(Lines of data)
[Begin]
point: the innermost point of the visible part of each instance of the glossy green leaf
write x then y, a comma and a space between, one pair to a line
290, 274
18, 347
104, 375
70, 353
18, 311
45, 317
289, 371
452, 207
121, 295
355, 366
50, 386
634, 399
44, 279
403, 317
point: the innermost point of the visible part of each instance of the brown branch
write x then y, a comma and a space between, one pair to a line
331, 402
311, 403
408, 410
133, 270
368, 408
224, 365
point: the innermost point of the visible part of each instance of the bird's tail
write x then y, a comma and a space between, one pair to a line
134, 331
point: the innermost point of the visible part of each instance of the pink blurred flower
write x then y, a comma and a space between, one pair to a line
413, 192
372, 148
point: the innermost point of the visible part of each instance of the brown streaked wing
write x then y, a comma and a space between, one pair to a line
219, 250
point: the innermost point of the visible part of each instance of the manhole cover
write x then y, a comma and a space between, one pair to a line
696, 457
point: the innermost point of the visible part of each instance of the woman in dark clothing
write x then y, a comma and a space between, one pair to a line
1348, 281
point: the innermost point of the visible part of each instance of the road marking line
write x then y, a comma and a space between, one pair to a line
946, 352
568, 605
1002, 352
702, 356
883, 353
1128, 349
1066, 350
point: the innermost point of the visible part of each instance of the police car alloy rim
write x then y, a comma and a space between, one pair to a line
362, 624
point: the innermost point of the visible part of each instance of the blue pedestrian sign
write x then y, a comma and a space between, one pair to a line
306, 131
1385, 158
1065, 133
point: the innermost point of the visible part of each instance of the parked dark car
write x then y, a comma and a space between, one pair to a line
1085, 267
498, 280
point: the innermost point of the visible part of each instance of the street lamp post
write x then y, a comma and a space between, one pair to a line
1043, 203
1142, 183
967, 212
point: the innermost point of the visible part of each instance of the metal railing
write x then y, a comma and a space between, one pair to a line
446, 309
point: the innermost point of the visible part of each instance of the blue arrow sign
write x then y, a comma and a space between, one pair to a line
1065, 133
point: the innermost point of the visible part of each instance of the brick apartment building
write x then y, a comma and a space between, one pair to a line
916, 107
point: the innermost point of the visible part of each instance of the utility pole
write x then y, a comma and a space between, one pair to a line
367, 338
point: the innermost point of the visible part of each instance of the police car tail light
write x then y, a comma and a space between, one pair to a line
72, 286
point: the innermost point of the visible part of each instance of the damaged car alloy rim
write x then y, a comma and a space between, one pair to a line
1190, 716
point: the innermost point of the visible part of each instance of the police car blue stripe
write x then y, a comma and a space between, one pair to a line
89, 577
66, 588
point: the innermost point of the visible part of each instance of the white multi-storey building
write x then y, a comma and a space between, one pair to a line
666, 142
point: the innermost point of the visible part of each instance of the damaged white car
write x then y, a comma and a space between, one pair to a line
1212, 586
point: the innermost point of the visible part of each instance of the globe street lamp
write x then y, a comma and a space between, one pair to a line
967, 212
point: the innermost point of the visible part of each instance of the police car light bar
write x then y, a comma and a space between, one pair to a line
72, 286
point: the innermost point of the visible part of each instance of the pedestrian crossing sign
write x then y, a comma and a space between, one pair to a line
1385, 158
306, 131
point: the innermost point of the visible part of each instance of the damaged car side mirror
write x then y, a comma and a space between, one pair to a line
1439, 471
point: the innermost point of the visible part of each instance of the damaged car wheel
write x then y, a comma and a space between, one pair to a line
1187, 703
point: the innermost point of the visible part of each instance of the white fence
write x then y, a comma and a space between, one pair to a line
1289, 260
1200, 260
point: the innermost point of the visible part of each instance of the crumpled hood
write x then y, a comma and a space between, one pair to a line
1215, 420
[End]
→ **The problem**
Rewrite the records above, swapping every "innermost point" for "central point" and leaving everything else unchanged.

→ **Completed task**
point: the central point of the visible part of each instance of the glossy green leaf
write x then y, a comma and a space between, one pair to a line
290, 274
18, 347
104, 375
70, 353
18, 311
45, 317
289, 371
452, 207
121, 295
355, 366
50, 386
634, 399
44, 279
403, 317
point: the central point of the visible part of each instance of the brown branch
write x then y, a comma and a space between, one pair to a line
331, 402
311, 403
408, 410
133, 270
368, 408
224, 365
point: the central point of the visible part of each instance of the bird's tail
write x then y, a comma and a space between, one pair to a line
134, 331
point: the central point of the visible part of each instance of the pink blurred flower
write x then y, a comma and a space between, one pair to a line
413, 192
372, 148
point: the central point of the visible part of each instance of the brown streaked wing
write x then y, a comma and a space between, one pair to a line
219, 250
point: the central point of the visible part of each instance of the manhole cover
write x then y, a comma and a space between, one pair to a line
696, 457
point: the central point of the visible part of each instance of the woman in dark clothing
write x then y, a comma and a space between, one pair to a line
1348, 281
point: the central point of the visible part of each instance of the road marking line
write x then y, a comma and a space between, one pair to a line
946, 352
568, 605
1002, 352
702, 356
883, 353
1128, 349
1066, 350
point: the central point of the visible part of each instance of the police car alloy rim
write x then y, a comma and a space between, one pair to a line
362, 624
point: the central point of the visible part of each instance of the blue pedestrian sign
write x then y, a comma and a space between, one pair to a line
306, 131
1385, 158
1065, 133
point: the central point of the visible part of each instance of the parked dark car
write x then y, a comma and a space between, one pair to a line
1085, 267
498, 280
point: the central point of the visible part of each instance of the street lamp post
write x then y, a comma and a space between, one pair to a line
1043, 203
1142, 183
967, 212
point: the central point of the visible part of each instance of the metal railing
write x then y, a comma and a space between, one pair to a line
446, 309
point: the central point of the visible part of each instance of the blue arrow sign
write x then y, a comma and a space between, one pair to a line
1065, 133
point: the central point of the visible part of each instance of the brick apartment building
write x then y, a comma and a space between, one pair to a line
916, 107
point: the central point of the visible part of each instance of the utility pole
write x then y, a comma and a space between, one pair to a line
367, 338
point: the central point of the visible part of each instance of the police car tail light
write x then y, a comma and a space between, one pair to a line
72, 286
point: the central point of the visible part of each instance of the damaged car alloy rim
write x then y, a comma and a space between, one pair to a line
1190, 716
point: the central point of the visible part of each instance of the police car blue stripe
write x then y, a comma and a space between, one pair to a line
89, 577
66, 588
point: the central point of the visible part of each instance of the white multi-storey building
write x then y, a comma and a space between, one pair to a line
666, 142
point: the central point of the visible part of each instance of the damaged white car
write x then y, a comma and a space between, one pair to a line
1212, 586
point: the central point of the visible part of each instance of the globe street lamp
write x then y, a comma and a space between, one pair to a line
967, 212
point: the central point of the visible part of each instance of the police car light bar
write x then y, a comma and a space between, one pair to a line
72, 286
point: the central point of the visible part of each instance of the pedestrian crossing sign
write x then y, a comma and a space between, one pair to a line
1385, 158
306, 131
point: the central point of the visible part of each instance of the damaged car side mirror
write x then y, a comma and a space between, one pair to a line
1439, 471
point: the central point of the visible part of each instance of the damaged car wheel
write x then y, a comma and a space between, one pair to a line
1187, 703
point: the central point of the visible part of each instance of the white fence
write x then y, a comma and a space between, one pair to a line
1289, 260
1200, 260
point: the central point of the visible part of each instance of the crumpled hood
write x then y, a comma and a space between, one pair to a line
1215, 420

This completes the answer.